**GIVEN REQUEST**
Filter the material below down to the lines that contain the word "tractor", and copy each of those lines.

[Labeled contour entries]

+++

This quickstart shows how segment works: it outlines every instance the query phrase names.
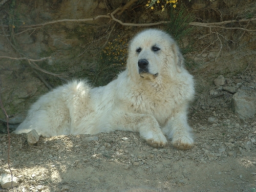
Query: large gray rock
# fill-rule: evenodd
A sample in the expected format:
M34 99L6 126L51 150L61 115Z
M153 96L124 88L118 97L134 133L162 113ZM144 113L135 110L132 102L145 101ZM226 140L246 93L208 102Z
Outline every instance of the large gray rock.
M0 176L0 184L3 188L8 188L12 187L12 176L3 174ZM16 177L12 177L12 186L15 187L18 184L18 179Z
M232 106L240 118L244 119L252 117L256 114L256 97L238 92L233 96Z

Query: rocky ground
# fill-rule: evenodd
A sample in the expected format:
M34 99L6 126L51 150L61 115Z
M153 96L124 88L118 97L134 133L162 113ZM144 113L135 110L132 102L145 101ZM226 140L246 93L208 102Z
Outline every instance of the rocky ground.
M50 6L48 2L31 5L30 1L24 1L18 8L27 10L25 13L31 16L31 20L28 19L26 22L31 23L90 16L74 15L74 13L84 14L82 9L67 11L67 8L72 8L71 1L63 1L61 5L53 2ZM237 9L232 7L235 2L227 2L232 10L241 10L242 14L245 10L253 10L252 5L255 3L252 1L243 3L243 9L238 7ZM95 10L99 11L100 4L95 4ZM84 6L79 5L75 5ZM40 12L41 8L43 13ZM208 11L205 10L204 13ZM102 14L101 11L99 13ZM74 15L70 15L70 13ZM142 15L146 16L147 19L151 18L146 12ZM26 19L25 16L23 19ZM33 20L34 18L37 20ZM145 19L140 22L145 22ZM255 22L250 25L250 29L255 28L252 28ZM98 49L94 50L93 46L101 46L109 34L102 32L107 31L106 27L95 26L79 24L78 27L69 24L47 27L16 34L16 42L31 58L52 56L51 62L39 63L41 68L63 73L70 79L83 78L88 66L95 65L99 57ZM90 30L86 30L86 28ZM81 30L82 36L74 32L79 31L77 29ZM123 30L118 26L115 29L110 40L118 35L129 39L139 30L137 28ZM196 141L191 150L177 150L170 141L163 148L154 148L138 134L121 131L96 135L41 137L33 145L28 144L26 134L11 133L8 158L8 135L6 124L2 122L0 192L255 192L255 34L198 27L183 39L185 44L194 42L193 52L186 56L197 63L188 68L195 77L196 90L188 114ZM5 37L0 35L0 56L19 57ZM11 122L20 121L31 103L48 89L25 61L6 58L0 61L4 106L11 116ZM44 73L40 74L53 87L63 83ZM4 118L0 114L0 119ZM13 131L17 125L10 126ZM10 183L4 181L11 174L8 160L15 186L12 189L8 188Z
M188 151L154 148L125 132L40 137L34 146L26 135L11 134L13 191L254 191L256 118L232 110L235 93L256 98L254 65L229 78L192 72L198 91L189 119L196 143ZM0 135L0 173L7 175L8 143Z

+++

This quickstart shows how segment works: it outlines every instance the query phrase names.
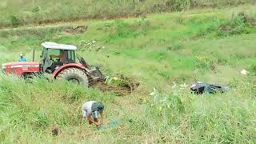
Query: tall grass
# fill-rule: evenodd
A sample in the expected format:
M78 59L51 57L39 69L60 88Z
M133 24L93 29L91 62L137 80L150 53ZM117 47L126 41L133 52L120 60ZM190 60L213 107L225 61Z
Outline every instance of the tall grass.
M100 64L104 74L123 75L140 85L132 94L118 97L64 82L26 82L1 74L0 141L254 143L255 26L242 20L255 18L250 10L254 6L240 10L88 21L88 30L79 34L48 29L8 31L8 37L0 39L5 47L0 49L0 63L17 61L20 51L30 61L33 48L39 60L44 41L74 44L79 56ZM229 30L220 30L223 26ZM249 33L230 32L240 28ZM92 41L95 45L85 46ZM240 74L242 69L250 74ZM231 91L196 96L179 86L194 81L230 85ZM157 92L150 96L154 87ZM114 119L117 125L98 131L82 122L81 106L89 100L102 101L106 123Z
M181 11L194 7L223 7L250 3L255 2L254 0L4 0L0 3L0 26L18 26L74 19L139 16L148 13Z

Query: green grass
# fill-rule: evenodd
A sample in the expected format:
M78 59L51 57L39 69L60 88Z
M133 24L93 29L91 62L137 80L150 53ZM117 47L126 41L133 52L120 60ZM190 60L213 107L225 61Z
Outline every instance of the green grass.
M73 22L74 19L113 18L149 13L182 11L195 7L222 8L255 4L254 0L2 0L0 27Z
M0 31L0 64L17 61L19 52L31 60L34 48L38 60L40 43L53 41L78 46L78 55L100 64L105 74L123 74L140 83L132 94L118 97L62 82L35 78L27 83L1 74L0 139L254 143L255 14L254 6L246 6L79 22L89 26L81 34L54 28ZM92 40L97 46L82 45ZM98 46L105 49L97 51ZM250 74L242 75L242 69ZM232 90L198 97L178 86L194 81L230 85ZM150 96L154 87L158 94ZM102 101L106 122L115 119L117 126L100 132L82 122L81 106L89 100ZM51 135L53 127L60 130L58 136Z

+++

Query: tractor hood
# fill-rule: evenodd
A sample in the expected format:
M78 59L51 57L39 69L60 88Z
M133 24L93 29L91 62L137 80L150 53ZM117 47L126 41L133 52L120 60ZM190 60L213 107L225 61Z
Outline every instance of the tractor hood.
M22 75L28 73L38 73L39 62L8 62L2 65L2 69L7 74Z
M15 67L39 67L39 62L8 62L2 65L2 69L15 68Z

+++

**REPLY TO THE TASK**
Query: tractor hood
Outline every instance of the tractor hood.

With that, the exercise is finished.